- [Your goal]: Write the next few paragraphs of the article below on the planned financial district in Istanbul's Ataşehir suburb, picking up after its final sentence.

- [Document excerpt]:

Dating back to 2006, the plans for a financial district in the Istanbul suburb of Ataşehir were originally postponed due to the global financial crisis. Now, with a national election afoot and Turkey boasting Europe’s fastest rate of economic growth (8.9 percent in 2010), the idea has been revived.
Big ideas from Prime Minister Erdoğan -- creating two cities out of Istanbul and building a new shipping canal -- have become standard fare this campaign season. But news of the financial hub is not being met with the wink and nudge with which many Turks tend to view politicians’ promises. Some Turks even stand to cash in on the financial center’s establishment.
That sense of optimism runs strong among the ramshackle gecekondular (shanty houses) built by migrants over the past decades near the designated site for the district. The value of the migrants’ land is soaring. Turkish property developer Sinpas has offered to buy the land, but resident families, busy watching the development of the land around them, are holding out for more. “For 800,000 lira I would put my jacket on and leave,” says Osman who, more than 30 years ago, moved his family from the Black Sea region of Karabuk to the site, then an empty field outside Istanbul. He adds that Sinpas’ current offer per property was too little.
“Workers from [one of the nearby developments] came to wash. They asked for soap,” recounted Fatma, his neighbor, also from Karabuk. “They said ‘Your situation is perfect for another developer. You are going to be wealthy.’”
For the past five years, local officials have blocked residents who live near the financial district site from making additions to their homes, she claimed. The same, however, does not hold true for property developers, the largest of which is the Housing Development Administration (TOKI), which is directly connected to the prime minister’s office.
“In Ataşehir, there is some unused public land, and the state, through TOKI, can transfer this land to private construction companies; hence, privatizing public land easily and opening the land to profit-oriented development,” elaborated Bilkent University urban development expert Tahire Erman. “In this process, both TOKI and private developers will make much profit.”

- [Dataset]:
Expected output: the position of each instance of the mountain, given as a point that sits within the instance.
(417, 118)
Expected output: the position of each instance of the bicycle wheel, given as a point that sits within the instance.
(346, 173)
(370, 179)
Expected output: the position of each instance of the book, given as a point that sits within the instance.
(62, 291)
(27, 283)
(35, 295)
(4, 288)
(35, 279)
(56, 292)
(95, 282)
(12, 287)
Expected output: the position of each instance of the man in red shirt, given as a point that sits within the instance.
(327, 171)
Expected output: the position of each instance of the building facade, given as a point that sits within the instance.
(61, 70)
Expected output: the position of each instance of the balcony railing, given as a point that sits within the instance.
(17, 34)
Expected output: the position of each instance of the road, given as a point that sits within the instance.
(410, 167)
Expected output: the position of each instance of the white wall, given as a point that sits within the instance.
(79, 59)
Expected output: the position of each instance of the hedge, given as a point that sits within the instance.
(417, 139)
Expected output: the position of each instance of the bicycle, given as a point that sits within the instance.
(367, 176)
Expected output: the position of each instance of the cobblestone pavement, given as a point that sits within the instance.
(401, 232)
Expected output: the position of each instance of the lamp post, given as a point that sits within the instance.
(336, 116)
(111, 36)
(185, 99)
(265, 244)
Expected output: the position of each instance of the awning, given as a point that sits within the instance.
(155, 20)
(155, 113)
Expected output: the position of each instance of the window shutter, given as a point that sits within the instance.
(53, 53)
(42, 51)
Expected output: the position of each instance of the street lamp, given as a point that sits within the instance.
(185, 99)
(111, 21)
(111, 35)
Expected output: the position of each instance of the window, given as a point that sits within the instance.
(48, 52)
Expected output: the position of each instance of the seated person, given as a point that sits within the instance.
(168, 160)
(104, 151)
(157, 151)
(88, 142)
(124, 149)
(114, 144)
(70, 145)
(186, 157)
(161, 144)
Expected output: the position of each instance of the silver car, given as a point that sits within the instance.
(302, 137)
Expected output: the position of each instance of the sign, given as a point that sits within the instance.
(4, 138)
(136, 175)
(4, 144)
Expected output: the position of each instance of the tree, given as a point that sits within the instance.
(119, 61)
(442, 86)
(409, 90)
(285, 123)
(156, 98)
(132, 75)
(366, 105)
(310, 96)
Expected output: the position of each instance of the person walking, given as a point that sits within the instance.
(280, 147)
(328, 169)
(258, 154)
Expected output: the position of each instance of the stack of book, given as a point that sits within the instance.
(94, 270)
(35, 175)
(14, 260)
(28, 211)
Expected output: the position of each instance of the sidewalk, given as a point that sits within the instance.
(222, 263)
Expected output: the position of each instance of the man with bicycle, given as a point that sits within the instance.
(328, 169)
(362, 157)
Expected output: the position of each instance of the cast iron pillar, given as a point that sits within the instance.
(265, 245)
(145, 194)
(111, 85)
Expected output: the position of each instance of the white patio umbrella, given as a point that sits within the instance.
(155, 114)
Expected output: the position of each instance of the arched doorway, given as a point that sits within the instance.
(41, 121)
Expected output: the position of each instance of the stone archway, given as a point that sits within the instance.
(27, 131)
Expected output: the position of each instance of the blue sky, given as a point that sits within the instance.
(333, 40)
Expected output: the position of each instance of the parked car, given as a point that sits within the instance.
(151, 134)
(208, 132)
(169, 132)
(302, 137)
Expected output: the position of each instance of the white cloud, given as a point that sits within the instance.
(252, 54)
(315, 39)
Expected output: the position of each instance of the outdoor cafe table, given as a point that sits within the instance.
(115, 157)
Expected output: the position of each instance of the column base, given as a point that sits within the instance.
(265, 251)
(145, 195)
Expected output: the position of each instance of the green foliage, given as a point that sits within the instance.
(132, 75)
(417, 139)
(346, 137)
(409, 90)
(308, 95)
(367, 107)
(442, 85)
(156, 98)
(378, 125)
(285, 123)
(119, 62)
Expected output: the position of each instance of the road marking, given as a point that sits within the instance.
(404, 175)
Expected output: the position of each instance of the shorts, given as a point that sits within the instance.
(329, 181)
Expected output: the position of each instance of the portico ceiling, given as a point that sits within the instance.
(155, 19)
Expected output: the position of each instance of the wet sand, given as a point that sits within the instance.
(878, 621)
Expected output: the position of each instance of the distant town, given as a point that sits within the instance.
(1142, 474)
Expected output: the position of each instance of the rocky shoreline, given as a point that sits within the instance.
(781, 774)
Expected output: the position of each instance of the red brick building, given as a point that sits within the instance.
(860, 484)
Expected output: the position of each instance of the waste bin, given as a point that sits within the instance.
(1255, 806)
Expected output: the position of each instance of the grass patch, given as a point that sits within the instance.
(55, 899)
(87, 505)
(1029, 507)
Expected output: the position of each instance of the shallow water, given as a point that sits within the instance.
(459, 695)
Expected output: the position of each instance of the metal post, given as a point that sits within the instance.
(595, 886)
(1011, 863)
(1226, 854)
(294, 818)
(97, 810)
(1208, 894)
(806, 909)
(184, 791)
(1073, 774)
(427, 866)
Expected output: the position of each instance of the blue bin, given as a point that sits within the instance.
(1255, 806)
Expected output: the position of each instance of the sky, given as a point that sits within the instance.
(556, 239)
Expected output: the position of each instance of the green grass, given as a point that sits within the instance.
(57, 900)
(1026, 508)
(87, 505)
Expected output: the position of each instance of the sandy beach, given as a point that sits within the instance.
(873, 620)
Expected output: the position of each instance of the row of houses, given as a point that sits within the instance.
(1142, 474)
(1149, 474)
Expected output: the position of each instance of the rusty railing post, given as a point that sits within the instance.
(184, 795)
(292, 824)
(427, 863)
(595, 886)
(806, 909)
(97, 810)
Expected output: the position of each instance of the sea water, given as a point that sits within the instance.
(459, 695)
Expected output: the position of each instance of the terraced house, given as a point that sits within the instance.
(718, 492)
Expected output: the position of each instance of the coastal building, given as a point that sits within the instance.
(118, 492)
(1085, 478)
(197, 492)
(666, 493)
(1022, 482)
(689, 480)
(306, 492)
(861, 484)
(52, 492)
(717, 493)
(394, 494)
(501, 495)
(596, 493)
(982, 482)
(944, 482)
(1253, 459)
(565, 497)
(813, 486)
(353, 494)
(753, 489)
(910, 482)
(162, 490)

- [Final result]:
A restaurant owner who is also facing pressure from developers to sell puts it in simpler terms: "The AKP sells land,” he said in reference to Turkey’s ruling Justice and Development Party. “That's the story of Turkey at the moment.”
Throughout Ataşehir, skyscrapers and apartment buildings are steadily rising, turning a district that had been slowly developing since the 1990’s into a real-estate hot spot.
Ataşehir restaurateur Gokhan Abana predicts that the construction will put Ataşehir “at full capacity” within one to two years, and that the district will become a commercial hub similar to Istanbul’s Taksim Square.
“Ataşehir will be central after a few years as the population increases. People choose living here for the standards of the area, and the location,” he said.
Already top banks have bought land in Ataşehir. The Banking Regulation and Supervision Agency, Capital Markets board, and the Turkish Banks Association are also expected to move to Ataşehir, along with the Istanbul Stock Exchange and, possibly, the central bank, currently located in Ankara.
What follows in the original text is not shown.